Seitenauszug:
»»

Klimawandel

Klimawandel: Abschied von den Mondbergen

Massiver Gletscherschwund im Ruwenzori-Gebirge bedroht das Ökosystem. Als hätten Land und Leute keine anderen Probleme. Nun soll auch noch Afrikas letzte Eis- und Wasserreserve dahinschmelzen. Nur noch 15 Jahre gibt der britische Geologe Richard Taylor dem Gletscher im Ruwenzori-Gebirge in Westuganda. Der Eispanzer auf rund 5.000 Meter Seehöhe speist immerhin Nil und Kongo, die zwei größten Flüsse Afrikas, und auch den größten See des Kontinents, den Lake Viktoria. Nicht auszudenken, wenn diese hochwertige Wasserressource bis 2030 versiegt, wie Taylor vermutet.

02.08.2016

 Klimawandel: Abschied von den Mondbergen zoom

Das von dichten Regenwäldern bedeckte Ruwenzori-Massiv liegt nur wenige Kilometer nördlich des Äquators und wurde bereits vor 2.000 Jahren auf den Landkarten des griechischen Geographen Ptolemäus als "Mondgebirge" erwähnt. 1906, als die Ruwenzori-Gletscher erstmals vom italienischen Aristokraten Luigi Amadeo von Savoyen erforscht wurden, bedeckten noch etwa 6,5 Quadratkilometer Eis das Massiv. Heute ist davon nur noch knapp ein Quadratkilometer übrig, so das Ergebnis von Feldstudien und Satellitendaten. Allein zwischen 1987 und 2003 hat sich die Eisfläche halbiert.

««

Datensatzauszug:

»»

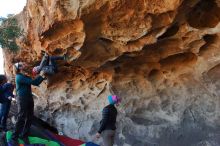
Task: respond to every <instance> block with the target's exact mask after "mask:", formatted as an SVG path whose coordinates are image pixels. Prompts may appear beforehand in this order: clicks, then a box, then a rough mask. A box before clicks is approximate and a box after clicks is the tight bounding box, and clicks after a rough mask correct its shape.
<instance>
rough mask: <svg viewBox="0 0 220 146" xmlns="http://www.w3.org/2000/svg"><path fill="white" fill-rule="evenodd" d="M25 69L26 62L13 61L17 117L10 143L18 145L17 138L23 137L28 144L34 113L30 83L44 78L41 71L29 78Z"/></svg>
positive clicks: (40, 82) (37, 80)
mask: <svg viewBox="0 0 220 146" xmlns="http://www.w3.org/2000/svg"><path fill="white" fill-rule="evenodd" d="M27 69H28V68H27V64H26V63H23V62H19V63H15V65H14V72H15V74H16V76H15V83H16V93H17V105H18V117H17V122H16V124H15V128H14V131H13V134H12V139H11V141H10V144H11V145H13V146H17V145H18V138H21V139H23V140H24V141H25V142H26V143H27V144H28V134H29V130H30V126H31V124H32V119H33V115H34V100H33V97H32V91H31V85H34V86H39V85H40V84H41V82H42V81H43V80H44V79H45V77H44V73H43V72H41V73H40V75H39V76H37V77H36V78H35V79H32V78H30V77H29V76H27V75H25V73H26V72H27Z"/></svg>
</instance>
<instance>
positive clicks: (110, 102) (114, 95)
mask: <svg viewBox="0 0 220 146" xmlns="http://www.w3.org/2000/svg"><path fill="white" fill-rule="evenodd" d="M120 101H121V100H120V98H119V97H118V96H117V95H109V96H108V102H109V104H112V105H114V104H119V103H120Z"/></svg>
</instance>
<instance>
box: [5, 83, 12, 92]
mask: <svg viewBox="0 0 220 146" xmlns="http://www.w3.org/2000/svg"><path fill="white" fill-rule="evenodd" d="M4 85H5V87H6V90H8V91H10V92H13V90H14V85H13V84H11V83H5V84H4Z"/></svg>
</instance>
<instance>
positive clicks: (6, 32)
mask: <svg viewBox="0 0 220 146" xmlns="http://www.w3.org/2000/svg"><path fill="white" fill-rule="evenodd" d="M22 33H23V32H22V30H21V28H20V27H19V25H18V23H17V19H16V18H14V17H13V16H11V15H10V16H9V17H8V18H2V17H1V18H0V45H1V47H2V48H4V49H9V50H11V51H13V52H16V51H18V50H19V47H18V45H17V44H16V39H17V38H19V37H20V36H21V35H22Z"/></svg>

««
»»

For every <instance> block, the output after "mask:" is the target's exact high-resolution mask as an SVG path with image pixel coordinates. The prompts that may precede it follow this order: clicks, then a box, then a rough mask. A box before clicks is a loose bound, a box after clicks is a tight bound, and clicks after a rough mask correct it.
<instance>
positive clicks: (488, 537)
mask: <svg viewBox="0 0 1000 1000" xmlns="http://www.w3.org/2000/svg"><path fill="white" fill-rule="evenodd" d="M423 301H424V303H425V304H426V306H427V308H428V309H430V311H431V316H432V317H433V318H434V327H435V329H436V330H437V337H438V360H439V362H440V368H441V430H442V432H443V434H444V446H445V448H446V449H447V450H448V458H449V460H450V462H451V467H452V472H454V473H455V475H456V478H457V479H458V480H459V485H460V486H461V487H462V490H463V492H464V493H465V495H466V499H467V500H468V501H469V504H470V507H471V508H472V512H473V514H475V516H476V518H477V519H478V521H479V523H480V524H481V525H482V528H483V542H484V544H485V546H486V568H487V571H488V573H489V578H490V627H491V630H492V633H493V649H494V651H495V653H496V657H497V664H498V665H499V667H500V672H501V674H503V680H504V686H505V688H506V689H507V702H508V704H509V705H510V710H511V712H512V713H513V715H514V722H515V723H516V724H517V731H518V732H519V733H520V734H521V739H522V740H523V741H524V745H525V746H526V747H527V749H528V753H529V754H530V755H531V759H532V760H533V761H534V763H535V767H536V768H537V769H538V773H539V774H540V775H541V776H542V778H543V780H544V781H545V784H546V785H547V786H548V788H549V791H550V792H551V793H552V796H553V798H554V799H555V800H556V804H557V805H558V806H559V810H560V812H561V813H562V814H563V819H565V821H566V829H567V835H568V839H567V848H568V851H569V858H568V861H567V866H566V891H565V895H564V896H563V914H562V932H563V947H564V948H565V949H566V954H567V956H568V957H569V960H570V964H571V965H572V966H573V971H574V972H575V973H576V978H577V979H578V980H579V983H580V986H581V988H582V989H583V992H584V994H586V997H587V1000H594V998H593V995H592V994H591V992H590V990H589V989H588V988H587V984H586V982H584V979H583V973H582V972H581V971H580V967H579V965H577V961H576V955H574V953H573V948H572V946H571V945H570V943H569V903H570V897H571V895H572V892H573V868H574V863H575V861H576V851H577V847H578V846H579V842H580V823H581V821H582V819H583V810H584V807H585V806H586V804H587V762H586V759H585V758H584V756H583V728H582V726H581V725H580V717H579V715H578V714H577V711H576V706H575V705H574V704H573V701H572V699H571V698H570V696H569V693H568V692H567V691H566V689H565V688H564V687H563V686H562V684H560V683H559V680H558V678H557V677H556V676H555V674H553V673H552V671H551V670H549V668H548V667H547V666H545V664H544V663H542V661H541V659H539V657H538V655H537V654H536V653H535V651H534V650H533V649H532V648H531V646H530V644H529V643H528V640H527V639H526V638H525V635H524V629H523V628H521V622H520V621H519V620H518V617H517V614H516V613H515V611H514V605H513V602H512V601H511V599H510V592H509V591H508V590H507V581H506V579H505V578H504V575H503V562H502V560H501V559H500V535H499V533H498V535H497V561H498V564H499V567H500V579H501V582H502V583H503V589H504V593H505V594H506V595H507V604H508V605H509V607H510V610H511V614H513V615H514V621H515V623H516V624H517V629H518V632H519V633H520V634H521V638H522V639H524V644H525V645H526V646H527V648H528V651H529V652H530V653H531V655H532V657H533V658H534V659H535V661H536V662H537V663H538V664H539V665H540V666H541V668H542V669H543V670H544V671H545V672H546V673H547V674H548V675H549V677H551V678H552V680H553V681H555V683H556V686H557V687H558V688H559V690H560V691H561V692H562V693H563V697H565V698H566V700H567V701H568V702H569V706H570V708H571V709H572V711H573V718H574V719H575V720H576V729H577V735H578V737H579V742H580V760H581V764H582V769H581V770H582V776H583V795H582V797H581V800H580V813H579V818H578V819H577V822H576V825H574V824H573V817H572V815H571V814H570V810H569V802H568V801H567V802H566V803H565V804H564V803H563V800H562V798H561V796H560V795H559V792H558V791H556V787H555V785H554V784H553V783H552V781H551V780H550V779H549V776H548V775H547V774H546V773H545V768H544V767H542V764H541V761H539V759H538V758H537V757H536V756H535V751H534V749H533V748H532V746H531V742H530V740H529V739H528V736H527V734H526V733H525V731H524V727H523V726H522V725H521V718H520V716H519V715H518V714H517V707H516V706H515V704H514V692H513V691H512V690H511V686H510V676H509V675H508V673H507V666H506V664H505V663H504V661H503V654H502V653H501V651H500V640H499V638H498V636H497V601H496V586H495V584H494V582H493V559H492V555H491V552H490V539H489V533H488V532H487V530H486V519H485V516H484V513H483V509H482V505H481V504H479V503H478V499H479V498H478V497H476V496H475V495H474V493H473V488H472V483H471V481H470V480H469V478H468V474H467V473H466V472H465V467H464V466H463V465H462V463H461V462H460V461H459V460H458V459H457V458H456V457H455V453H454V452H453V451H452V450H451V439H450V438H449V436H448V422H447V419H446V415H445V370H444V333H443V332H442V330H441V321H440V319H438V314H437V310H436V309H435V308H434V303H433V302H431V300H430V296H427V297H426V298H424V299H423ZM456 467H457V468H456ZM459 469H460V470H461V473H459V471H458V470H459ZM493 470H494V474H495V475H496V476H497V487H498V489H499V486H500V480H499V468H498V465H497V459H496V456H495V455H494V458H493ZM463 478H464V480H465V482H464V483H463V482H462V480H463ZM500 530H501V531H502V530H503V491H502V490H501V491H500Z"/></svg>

««

Aufgaben:
[1] Welche Eisfläche bedeckte das Ruwenzori-Massiv laut dem Artikel über den Gletscherschwund im Jahr 1906?
[2] Übersetze aus dem Artikel über den Gletscherschwund im Ruwenzori-Gebirge den Satz „Allein zwischen 1987 und 2003 hat sich die Eisfläche halbiert.“ ins Englische.
[3] Schreibe den Artikel über den Gletscherschwund im Ruwenzori-Gebirge im Anschluss an seinen letzten Satz weiter.

Antworten je Aufgabe:
[1] Etwa 6,5 Quadratkilometer.

[2] Between 1987 and 2003 alone, the ice area was cut in half.

[3]
Intensivierung der Niederschlagszeiten

Dass mit dem Temperaturanstieg auch eine Veränderung der Niederschlagsmengen und der Niederschlagszeiten einhergeht, sei ziemlich sicher, so Experten. Lokale Bergführer berichten davon, dass die Trocken- und Regenzeiten immer fließender werden und das Wetter generell nicht mehr sicher vorhergesagt werden kann. Hier wirkt sich der Klimawandel dann direkt auf Tourismus, Landwirtschaft und Ökosystem aus - mit längeren Dürrezeiten und dann wieder Überflutungen und Schlammlawinen. Auch eine Ausbreitung der Malaria in bisher nicht betroffene Regionen und das Verschwinden seltener endemischer Pflanzen seien denkbar.

Kommunen im Ruwenzori-Gebiet erleben bereits heute eine Zunahme von Hochwasserereignissen, die Häuser, Ernten, Gehwege, Transport- und Verkehrsverbindungen sowie Wasserkleinkraftwerke zerstören. Längere mit der Intensivierung der Niederschläge im Zusammenhang stehende Dürren beeinträchtigen ebenso die Agrarproduktion, sodass die Nachfrage für aufwändige Bewässerungssysteme steigt. Da die Klimaerwärmung die Gefahr von Überschwemmungen und Dürren weiter verstärken wird, ist die Entwicklung von Anpassungsstrategien wichtig. Doch diese stehen noch am Anfang.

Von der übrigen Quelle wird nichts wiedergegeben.